If you’ve been following the blog for a while you have probably seen some of the work the team has put into making Mesos able to leverage underlying storage environments for your persistent applications. In an earlier post we shared a few examples of applications that could benefit from this, but we felt we wanted to show something even better. Enter Cassandra.

We will start the post out with some basics of Casssandra, but for those already familiar here are some interesting points we make here.  Cassandra and other distributed persistent applications can have challenges around:

  • Complexity of install
  • Data movement expense and manual processes with node failures
  • Performance limited by direct attached storage

We are going to show some really interesting things here, where Cassandra can overcome these challenges through running inside of Docker containers with Mesos while leveraging an external storage platform for its persistent data.

What is Cassandra?

In its most basic form, it’s a database. But it’s not just any database, it’s a fully distributed, no SPOF, multi-master, multi-DC, linearly scalable database. There are currently over 660 companies ranging from small to gigantic with names like eBay, Netflix, Reddit, The Weather Channel and others that have publicly declared that they are using Cassandra in production, and the community is growing every day.

Cassandra is extremely fault tolerant because of it’s built-in replication features, it’s highly performant, it’s decentralized and most importantly it’s extremely durable for companies that cannot afford to lose any data.

So why run it on Mesos?

As we explained in the earlier post, Mesos has a lot of the same qualities as Cassandra seeing as it is highly distributed, multi-master and so on. Because of this, we believe Mesos to be a great fit to run these types of applications and data services. We’ll explain two different approaches and what we envision will happen in the near future.

First off we have something called a Mesos Framework. These are mature pieces of software that plugs into Mesos to allow operators and users to deploy applications in a very effect way, examples include Hadoop, Spark, Storm, Jenkins, ElasticSearch, Marathon and of course, Cassandra. This would be the perfect solution for what we’re trying to achieve, if it wasn’t for one small issue: the data storage part isn’t really fully fledged yet. We hope that in the coming months we can see a change and start using even more robust frameworks for software like Cassandra, but right now it didn’t really work for our purposes.Screenshot 2016-01-20 21.21.58

So we went another route, running Cassandra in Docker containers, still on top of Mesos of course but not as a framework but rather as an application group. There have already been a lot of work done here, namely getting Cassandra in containers, but we had to tailor it for our purposes. We now have a Cassandra container image for clustered setups that automatically sets itself up, finds other nodes in the same cluster and joins it. We also added the functionality to use DataStax OpsCenter to manage the cluster nodes, which is nice if you want a graphical representation of your cluster.

### Records supplied

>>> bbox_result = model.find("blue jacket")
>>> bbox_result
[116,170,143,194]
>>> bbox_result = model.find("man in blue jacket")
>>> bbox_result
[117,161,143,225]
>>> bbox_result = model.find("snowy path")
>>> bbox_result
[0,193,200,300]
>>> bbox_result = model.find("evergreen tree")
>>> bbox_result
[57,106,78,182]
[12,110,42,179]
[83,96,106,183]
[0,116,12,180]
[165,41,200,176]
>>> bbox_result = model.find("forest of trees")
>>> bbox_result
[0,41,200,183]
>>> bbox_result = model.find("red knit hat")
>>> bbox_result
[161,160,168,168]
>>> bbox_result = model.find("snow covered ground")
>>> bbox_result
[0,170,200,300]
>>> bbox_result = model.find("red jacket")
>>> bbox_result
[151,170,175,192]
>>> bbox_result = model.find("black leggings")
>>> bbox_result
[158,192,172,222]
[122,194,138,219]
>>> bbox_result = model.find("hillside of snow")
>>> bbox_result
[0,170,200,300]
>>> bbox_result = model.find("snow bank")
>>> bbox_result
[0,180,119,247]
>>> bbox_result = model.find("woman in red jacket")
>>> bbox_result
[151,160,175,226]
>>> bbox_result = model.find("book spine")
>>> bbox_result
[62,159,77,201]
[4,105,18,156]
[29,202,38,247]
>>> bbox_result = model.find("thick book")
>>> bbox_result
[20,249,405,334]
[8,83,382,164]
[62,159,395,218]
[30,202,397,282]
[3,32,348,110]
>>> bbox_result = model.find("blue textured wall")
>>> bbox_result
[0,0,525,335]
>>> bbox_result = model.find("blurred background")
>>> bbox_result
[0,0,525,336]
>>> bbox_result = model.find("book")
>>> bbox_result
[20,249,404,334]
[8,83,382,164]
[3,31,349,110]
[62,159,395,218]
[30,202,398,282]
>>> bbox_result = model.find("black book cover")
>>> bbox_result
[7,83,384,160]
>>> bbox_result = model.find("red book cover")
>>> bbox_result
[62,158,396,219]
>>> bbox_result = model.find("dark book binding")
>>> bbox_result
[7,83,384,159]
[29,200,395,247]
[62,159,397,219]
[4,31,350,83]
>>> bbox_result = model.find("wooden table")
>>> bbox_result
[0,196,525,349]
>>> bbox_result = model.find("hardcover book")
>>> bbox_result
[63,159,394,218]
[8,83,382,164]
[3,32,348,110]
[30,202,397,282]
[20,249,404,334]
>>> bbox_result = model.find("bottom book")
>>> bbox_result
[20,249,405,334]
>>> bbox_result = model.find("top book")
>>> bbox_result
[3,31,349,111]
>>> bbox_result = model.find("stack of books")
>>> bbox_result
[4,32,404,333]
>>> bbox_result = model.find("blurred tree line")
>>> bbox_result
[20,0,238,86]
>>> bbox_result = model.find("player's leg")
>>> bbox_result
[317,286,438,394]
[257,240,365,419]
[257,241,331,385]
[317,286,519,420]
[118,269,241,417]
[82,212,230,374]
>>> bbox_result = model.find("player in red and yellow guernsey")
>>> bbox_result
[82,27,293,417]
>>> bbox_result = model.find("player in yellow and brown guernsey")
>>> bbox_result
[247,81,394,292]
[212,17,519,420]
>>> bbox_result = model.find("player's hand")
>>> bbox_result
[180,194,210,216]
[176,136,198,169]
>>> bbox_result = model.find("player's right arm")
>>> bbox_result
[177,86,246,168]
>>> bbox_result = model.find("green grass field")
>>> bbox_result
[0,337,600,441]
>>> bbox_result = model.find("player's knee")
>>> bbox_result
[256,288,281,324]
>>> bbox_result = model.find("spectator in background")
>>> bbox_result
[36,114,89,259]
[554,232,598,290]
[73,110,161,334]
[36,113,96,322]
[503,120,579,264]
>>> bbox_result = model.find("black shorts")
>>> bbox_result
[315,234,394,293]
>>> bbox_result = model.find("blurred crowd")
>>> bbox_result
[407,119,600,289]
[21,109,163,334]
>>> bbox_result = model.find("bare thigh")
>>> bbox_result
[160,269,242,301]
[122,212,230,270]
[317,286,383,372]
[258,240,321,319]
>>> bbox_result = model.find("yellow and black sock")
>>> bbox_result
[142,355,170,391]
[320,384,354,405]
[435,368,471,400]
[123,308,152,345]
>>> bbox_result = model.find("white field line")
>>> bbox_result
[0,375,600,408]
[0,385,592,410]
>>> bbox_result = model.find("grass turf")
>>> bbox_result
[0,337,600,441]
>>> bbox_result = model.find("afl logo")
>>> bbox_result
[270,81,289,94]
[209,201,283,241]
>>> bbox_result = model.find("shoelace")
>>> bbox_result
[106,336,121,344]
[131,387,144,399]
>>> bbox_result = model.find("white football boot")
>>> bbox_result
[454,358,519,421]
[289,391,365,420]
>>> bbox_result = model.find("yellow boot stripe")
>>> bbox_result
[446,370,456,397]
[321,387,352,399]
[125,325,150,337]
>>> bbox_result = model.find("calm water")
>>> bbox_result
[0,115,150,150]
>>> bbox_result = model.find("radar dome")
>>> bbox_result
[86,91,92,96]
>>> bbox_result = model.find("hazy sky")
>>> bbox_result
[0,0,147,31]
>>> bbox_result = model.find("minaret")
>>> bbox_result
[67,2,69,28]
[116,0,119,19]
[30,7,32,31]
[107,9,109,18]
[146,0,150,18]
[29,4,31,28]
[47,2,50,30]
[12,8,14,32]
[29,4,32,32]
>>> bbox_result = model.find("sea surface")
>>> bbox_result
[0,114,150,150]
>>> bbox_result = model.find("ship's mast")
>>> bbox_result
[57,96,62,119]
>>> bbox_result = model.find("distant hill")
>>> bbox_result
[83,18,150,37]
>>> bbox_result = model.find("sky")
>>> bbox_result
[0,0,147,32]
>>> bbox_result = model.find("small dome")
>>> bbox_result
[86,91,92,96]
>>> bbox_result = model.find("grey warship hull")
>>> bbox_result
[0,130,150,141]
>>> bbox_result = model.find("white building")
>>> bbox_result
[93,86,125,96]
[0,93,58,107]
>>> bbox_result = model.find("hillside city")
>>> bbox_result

### Complete the following
• a. Show every row that contains the word "player".
• b. Write the next part of the Cassandra on Mesos post, picking up after its last paragraph.

### Answers per task
• a.
>>> bbox_result = model.find("player's leg")
>>> bbox_result = model.find("player in red and yellow guernsey")
>>> bbox_result = model.find("player in yellow and brown guernsey")
>>> bbox_result = model.find("player's hand")
>>> bbox_result = model.find("player's right arm")
>>> bbox_result = model.find("player's knee")

• b.
Screenshot 2016-01-20 21.24.11

How does it work?

To run Cassandra on Mesos we’re using Marathon to initialize and control our services. Marathon uses simple JSON files as manifests where we can specify exactly how a service or application should run, the amount of resources it should have, what ports should be opened and so on. We created the following example manifest to deploy a 3-node Cassandra cluster, running in Docker containers, and using REX-Ray as the volume driver to be able to carve out proper data storage resources for the service. Each Cassandra node gets its own data volume and when setting up REX-Ray we also included the pre-emptive mount feature to make sure that we can automatically forcefully detach volumes on hosts that are dead or the services have crashed on, attach them to a new host and restart the containerized Cassandra node there with very little delay.

This is extremely important as without it you would have to manually detach and attach the underlying storage which would mean a lot more disruption to your services, and nobody likes that.

Since I’m sure you’d like to see what it looks like in action we have a video showing a demonstration of just this 🙂

The full code and more examples can be found at our vagrant-mesos demo repo on GitHub.

{
  "id": "cassandra-cluster",
  "groups": [
    {
      "id": "cluster1",
      "apps": [
        {
          "id": "cassandra1",
          "container": {
            "docker": {
              "image": "jonasrosland/docker-cassandra:cluster",
              "privileged": true,
              "forcePullImage": true,
              "parameters": [
                {
                  "key": "env",
                  "value": "CASSANDRA_CLUSTERNAME=cassandra-cluster"
                },
                {
                  "key": "env",
                  "value": "CASSANDRA_SEEDS=172.31.2.11,172.31.2.12,172.31.2.13"
                },
                {
                  "key": "volume-driver",
                  "value": "rexray"
                },
                {
                  "key": "volume",
                  "value": "cassandra1:/var/lib/cassandra"
                }
              ]
            }
          },
          "cpus": 2,
          "mem": 8000,
          "instances": 1,
          "constraints": [
            [
              "hostname",
              "UNIQUE"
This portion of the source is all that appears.